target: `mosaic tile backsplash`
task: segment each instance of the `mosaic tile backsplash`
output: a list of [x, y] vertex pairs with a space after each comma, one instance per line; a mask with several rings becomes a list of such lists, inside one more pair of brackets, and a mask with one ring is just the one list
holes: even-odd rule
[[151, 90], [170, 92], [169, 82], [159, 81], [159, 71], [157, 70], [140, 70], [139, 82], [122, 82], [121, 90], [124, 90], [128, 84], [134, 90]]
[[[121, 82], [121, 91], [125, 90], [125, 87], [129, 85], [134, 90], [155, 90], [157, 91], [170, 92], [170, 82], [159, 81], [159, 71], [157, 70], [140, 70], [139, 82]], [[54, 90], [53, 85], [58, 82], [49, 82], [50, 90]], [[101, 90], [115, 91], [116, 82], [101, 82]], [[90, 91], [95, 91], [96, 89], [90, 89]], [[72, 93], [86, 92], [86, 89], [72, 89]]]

*****

### YOUR TASK
Lay out the entries above as a CSV with two columns, "prompt" and "polygons", and one row for each entry. Put each entry's text and its answer in a single quoted field apiece, with line breaks replaced by spaces.

### SOLUTION FOR THIS TASK
prompt,polygons
"target: `mosaic tile backsplash` task: segment each instance of the `mosaic tile backsplash` output: a list of [x, y] vertex pairs with a space after each comma, one instance per line; a mask with several rings becomes a list of such lists, inside one more pair of brackets, and a mask with one ring is just the one list holes: even-odd rule","[[151, 90], [170, 92], [169, 82], [159, 81], [159, 71], [157, 70], [140, 70], [139, 82], [122, 82], [121, 90], [124, 90], [128, 84], [134, 90]] [[[121, 82], [121, 91], [125, 90], [125, 87], [129, 85], [134, 90], [155, 90], [157, 91], [170, 92], [170, 82], [159, 81], [159, 71], [157, 70], [140, 70], [139, 82]], [[54, 90], [53, 85], [58, 82], [49, 82], [50, 90]], [[101, 90], [115, 91], [116, 82], [101, 82]], [[90, 91], [95, 91], [96, 89], [90, 89]], [[72, 93], [86, 92], [86, 89], [72, 89]]]"